=== Begin Enclosure ===
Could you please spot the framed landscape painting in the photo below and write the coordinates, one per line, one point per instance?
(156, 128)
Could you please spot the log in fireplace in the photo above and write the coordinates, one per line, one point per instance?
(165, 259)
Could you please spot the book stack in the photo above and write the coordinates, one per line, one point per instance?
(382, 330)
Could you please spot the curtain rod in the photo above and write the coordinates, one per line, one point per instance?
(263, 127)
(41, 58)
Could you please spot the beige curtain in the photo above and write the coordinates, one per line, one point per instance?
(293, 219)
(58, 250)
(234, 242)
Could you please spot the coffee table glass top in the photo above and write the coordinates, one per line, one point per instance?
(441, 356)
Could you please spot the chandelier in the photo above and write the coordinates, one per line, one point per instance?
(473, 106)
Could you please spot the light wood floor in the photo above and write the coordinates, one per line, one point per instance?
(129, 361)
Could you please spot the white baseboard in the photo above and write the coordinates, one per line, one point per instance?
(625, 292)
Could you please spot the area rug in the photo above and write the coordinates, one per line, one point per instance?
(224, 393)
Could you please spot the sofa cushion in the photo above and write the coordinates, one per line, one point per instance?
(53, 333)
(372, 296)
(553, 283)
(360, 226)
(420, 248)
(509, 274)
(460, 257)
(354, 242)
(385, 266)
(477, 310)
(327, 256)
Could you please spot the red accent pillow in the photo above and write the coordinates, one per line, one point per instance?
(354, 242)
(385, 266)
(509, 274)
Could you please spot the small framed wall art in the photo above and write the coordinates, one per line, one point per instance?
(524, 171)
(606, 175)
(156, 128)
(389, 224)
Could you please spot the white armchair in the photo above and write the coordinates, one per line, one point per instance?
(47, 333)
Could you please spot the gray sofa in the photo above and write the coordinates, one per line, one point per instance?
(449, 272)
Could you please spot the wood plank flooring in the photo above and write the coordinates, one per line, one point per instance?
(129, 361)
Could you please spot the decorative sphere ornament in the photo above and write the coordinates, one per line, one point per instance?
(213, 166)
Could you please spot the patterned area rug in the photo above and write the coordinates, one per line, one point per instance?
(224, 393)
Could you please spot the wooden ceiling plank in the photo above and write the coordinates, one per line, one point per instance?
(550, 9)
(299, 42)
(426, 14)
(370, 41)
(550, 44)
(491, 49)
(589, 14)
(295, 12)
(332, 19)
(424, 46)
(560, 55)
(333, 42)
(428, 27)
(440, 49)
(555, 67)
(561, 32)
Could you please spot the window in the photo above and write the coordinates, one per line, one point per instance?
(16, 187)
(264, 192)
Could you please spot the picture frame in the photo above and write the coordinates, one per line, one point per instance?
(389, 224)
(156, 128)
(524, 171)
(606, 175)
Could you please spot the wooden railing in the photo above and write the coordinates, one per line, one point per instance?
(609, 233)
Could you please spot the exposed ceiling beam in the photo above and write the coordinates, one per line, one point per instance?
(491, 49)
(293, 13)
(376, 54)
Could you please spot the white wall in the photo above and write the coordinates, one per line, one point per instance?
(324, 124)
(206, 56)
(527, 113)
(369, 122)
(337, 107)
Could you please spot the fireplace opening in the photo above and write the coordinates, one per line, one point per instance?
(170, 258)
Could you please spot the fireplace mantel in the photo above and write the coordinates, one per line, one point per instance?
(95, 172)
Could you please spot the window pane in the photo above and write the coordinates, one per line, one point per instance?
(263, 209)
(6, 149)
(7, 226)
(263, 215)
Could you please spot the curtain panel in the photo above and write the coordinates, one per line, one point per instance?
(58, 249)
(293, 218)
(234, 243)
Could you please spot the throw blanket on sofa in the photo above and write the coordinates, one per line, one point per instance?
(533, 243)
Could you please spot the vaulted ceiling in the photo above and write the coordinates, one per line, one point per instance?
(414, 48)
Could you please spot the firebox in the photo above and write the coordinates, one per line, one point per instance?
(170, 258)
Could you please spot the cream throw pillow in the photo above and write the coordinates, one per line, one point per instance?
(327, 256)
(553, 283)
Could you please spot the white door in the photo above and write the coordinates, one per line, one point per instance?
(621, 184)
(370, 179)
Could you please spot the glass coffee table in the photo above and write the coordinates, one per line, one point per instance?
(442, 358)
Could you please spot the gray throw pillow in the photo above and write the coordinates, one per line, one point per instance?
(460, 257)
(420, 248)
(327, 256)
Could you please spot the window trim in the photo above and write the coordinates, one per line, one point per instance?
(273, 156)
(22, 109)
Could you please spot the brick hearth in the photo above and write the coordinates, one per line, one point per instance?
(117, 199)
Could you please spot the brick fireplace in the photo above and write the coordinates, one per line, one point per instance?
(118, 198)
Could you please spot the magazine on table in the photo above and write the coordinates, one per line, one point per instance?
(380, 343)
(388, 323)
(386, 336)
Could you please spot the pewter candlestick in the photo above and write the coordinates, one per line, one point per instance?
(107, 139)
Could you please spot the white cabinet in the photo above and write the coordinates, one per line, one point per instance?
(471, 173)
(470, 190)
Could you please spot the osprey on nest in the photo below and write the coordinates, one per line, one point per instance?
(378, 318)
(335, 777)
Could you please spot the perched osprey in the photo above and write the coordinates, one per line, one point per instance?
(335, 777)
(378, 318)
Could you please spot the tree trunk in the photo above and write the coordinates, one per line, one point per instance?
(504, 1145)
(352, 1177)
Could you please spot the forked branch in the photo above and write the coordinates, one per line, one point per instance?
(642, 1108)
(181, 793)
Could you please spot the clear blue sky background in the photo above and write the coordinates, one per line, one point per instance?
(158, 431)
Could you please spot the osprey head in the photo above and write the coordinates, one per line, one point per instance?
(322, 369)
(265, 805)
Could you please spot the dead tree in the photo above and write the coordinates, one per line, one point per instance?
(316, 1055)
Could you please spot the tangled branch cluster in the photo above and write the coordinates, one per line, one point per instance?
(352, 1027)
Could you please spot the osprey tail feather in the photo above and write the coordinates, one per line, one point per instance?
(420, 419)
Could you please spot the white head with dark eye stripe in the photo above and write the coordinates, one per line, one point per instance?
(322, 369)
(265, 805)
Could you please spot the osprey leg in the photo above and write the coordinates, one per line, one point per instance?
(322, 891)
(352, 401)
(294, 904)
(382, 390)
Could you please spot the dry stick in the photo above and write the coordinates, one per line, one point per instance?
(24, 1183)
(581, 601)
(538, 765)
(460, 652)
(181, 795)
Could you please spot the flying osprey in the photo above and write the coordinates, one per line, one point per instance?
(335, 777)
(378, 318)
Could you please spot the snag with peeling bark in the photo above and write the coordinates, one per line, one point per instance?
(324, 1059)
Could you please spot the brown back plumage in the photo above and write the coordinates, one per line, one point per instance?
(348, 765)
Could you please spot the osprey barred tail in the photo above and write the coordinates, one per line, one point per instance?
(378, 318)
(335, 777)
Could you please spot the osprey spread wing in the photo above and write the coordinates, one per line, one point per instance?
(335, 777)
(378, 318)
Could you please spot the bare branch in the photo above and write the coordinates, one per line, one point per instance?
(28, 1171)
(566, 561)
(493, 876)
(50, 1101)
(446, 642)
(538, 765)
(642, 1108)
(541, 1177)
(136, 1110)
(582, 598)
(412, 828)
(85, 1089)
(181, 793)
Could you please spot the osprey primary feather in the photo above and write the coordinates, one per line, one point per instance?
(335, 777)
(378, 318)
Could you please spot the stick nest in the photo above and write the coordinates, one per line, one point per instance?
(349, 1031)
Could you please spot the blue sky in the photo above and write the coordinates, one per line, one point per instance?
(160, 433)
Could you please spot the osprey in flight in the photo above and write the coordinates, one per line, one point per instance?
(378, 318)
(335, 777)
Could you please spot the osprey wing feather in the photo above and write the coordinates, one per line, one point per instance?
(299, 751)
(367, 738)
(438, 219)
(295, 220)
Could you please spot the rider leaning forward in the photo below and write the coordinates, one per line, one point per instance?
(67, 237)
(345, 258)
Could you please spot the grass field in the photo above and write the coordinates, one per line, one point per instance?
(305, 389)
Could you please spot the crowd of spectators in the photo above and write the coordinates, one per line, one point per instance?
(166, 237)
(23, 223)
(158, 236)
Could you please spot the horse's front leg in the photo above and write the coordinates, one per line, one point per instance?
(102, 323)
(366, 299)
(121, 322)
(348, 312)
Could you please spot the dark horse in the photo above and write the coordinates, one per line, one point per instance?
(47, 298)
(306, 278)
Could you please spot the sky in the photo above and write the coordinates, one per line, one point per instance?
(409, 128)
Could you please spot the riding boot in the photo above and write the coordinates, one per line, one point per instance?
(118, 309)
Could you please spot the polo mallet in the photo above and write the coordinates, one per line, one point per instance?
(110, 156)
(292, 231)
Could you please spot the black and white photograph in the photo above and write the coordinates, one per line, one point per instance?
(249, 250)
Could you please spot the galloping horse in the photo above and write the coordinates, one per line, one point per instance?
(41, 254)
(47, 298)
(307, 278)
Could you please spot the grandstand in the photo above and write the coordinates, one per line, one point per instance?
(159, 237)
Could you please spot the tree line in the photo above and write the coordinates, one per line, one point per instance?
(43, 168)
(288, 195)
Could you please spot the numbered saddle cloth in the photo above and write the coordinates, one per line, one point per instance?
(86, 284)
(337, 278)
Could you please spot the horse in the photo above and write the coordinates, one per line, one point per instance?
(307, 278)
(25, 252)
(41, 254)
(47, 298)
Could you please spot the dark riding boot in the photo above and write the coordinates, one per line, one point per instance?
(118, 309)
=== End Enclosure ===
- [About this task]: The required output is the line containing "Could you please spot the numbered" through the last line of the records above, each copied exactly and nothing more.

- [Written solution]:
Could you please spot the numbered saddle cloth in the photo above and write the coordinates, one per line, one point per instance?
(86, 284)
(337, 278)
Could you please spot the horse in the photo above and write the coordinates, one per line, one point per instance?
(307, 278)
(25, 252)
(41, 254)
(47, 298)
Could you please spot the dark riding boot in the photo above and write the coordinates, one per line, one point per instance?
(118, 309)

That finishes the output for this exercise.